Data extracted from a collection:

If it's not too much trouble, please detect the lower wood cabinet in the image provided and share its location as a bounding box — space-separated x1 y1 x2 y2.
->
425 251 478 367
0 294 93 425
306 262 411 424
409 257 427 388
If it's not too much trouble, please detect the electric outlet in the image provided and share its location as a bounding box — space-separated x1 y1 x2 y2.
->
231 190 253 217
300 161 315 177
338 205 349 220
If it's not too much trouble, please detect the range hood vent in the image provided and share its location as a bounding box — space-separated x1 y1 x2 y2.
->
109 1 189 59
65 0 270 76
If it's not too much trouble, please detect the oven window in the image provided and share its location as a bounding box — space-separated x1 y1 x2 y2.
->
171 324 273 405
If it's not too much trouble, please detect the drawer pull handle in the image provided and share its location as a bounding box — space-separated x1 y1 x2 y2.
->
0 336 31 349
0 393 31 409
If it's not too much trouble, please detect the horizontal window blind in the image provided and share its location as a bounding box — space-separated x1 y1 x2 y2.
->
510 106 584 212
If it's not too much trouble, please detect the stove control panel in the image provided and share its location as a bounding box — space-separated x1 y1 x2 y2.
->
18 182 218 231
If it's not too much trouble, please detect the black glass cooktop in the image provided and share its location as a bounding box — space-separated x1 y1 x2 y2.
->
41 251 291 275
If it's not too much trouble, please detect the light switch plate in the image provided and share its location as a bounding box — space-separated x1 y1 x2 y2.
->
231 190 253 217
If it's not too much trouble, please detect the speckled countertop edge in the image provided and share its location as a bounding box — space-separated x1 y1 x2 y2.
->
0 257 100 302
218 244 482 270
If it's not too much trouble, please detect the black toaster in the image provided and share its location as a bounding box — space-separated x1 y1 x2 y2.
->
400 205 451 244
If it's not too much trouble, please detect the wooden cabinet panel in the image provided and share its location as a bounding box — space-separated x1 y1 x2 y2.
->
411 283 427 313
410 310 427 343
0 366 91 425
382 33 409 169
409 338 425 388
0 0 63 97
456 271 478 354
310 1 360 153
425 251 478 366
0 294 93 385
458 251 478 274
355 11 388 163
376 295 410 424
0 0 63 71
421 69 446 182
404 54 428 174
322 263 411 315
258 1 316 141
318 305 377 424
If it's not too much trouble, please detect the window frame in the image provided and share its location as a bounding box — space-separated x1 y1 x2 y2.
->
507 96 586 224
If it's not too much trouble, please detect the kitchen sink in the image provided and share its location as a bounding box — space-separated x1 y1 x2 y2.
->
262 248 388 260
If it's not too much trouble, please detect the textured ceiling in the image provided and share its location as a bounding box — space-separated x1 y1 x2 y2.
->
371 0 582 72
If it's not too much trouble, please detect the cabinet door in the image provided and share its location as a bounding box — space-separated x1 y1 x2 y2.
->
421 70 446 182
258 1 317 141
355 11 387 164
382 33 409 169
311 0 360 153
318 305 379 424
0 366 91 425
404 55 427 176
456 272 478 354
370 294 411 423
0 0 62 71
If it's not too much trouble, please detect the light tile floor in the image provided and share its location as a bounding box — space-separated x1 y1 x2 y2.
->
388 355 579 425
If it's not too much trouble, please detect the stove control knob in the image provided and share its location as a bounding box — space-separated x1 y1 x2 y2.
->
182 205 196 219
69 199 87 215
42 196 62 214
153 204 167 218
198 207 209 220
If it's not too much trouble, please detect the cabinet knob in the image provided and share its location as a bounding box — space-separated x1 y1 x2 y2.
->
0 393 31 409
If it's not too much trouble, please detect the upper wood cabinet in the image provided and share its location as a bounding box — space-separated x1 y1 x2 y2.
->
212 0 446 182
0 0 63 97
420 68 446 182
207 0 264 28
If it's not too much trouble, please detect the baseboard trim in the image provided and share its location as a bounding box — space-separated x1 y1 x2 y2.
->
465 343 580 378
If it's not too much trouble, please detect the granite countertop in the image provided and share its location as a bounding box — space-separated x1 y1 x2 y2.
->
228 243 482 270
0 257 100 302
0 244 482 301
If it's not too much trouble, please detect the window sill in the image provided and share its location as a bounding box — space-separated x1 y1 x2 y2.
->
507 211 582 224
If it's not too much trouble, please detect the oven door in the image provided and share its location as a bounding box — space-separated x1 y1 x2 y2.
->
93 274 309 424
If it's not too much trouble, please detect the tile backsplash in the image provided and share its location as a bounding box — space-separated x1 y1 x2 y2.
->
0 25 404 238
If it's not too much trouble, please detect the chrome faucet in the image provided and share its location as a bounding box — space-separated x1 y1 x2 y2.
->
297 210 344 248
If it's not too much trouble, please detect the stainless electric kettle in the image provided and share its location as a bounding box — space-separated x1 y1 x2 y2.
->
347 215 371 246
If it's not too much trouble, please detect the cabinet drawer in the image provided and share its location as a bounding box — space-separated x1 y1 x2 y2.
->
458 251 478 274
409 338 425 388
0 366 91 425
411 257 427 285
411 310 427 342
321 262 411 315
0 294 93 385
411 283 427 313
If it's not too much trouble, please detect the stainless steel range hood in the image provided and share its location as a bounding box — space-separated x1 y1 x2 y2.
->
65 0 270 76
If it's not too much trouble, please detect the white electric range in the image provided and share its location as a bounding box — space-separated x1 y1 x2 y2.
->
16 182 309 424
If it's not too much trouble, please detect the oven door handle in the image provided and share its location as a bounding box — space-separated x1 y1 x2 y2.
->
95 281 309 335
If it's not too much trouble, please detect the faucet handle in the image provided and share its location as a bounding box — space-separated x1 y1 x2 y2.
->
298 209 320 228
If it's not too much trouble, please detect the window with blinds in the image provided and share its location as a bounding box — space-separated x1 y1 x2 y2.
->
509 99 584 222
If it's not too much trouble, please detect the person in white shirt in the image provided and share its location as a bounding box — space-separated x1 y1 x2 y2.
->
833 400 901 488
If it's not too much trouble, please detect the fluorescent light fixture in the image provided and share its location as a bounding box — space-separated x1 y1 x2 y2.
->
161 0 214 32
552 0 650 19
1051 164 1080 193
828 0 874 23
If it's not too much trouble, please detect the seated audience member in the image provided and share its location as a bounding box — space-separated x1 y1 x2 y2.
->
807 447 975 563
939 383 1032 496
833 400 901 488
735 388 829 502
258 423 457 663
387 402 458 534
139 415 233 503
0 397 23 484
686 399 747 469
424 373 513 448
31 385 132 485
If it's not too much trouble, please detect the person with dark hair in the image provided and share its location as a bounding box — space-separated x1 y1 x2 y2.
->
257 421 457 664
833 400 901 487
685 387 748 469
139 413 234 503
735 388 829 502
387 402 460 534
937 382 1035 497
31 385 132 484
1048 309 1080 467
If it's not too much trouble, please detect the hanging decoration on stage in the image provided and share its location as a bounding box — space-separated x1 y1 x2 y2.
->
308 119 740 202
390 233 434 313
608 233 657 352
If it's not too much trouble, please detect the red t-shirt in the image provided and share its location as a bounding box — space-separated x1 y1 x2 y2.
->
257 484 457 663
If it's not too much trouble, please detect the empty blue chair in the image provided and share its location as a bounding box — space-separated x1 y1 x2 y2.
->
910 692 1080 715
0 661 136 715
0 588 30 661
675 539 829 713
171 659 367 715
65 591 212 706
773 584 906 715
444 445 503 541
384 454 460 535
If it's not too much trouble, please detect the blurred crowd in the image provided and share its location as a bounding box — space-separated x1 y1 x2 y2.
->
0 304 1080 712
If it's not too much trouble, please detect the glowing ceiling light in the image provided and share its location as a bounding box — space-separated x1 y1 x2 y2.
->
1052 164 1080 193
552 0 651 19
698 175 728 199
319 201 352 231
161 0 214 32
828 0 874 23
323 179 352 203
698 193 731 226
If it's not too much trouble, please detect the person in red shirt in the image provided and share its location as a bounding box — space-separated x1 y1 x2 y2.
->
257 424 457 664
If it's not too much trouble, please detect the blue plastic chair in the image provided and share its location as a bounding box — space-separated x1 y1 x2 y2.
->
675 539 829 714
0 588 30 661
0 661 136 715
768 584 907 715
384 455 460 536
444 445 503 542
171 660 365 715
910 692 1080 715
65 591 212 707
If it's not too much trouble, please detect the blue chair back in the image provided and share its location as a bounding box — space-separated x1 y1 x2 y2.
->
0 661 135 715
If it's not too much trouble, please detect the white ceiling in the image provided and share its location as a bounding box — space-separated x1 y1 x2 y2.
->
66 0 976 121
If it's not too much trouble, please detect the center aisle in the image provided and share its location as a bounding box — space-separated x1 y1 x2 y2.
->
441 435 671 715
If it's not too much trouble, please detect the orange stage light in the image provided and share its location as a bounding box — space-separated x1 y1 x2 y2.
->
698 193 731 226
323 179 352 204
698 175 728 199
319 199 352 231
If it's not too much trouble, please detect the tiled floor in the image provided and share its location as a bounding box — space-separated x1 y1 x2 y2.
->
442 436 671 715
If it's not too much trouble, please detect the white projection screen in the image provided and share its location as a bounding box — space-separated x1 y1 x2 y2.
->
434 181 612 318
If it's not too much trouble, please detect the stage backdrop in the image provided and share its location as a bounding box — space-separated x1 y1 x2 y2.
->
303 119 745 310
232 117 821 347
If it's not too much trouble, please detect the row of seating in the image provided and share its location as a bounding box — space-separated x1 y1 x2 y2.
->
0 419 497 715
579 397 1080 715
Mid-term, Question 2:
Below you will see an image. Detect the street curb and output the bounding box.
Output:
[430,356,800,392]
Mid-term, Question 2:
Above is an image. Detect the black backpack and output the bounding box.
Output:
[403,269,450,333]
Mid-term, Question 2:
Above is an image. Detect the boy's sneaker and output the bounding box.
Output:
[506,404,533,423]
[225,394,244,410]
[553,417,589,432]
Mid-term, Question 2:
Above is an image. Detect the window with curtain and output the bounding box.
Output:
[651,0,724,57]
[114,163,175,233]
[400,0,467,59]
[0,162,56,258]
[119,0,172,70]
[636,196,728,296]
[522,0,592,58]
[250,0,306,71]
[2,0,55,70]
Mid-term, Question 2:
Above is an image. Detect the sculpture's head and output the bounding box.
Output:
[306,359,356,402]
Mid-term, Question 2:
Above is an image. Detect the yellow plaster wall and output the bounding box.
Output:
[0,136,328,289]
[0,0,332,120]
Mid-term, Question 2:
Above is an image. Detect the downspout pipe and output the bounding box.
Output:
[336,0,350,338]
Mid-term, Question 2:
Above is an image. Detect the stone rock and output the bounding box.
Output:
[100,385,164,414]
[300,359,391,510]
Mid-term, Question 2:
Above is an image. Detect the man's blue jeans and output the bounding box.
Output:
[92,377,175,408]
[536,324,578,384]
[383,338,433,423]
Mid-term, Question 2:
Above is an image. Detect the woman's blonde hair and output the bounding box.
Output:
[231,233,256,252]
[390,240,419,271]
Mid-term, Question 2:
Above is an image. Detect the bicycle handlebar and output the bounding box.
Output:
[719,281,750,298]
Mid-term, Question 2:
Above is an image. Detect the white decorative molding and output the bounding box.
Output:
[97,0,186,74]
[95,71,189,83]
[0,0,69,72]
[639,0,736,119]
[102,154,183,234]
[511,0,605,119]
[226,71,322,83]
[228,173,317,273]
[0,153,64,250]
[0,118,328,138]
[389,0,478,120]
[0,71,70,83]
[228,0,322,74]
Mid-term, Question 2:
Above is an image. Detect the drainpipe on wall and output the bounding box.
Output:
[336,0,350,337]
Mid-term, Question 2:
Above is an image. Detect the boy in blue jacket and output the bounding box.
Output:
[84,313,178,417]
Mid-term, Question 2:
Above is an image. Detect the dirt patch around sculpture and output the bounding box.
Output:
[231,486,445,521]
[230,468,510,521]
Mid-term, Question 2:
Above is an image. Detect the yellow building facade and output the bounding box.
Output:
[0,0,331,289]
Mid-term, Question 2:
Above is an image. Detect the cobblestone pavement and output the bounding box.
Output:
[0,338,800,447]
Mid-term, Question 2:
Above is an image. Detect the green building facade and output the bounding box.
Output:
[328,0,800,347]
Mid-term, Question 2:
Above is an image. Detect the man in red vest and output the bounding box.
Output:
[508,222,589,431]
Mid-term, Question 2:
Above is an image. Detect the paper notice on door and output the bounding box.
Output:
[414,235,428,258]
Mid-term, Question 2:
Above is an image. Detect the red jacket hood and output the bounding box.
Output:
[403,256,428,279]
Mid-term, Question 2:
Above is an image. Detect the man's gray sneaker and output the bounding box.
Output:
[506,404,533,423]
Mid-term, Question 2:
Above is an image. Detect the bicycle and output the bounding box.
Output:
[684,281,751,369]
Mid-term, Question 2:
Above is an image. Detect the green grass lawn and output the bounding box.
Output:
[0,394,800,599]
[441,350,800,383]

● What to produce
Copy the part of the entries that starts with the line containing "If it's not too much trouble, please detect the orange" and ends with the line containing "232 117 821 347", both included, with nothing changed.

● Output for this exercise
If it's not too much trouble, please detect the orange stage light in the image provided and share its location as a bounding box — space-separated x1 y1 x2 y2.
->
698 193 731 226
323 179 352 204
698 175 728 199
319 199 352 231
If it's not too much trouble, please detect the tiled floor in the image provided and share its location as a bounding box — space-separated x1 y1 x2 y2.
->
442 436 671 715
If it's not too much trouble, please detect the white projection screen in the image provided and share its location as a bounding box — space-separated x1 y1 x2 y2.
->
434 181 612 318
If it's not too much trouble, please detect the stage backdrop in the image provided and share its location as a bounding box — space-separated x1 y1 x2 y2.
->
303 119 745 310
232 117 821 347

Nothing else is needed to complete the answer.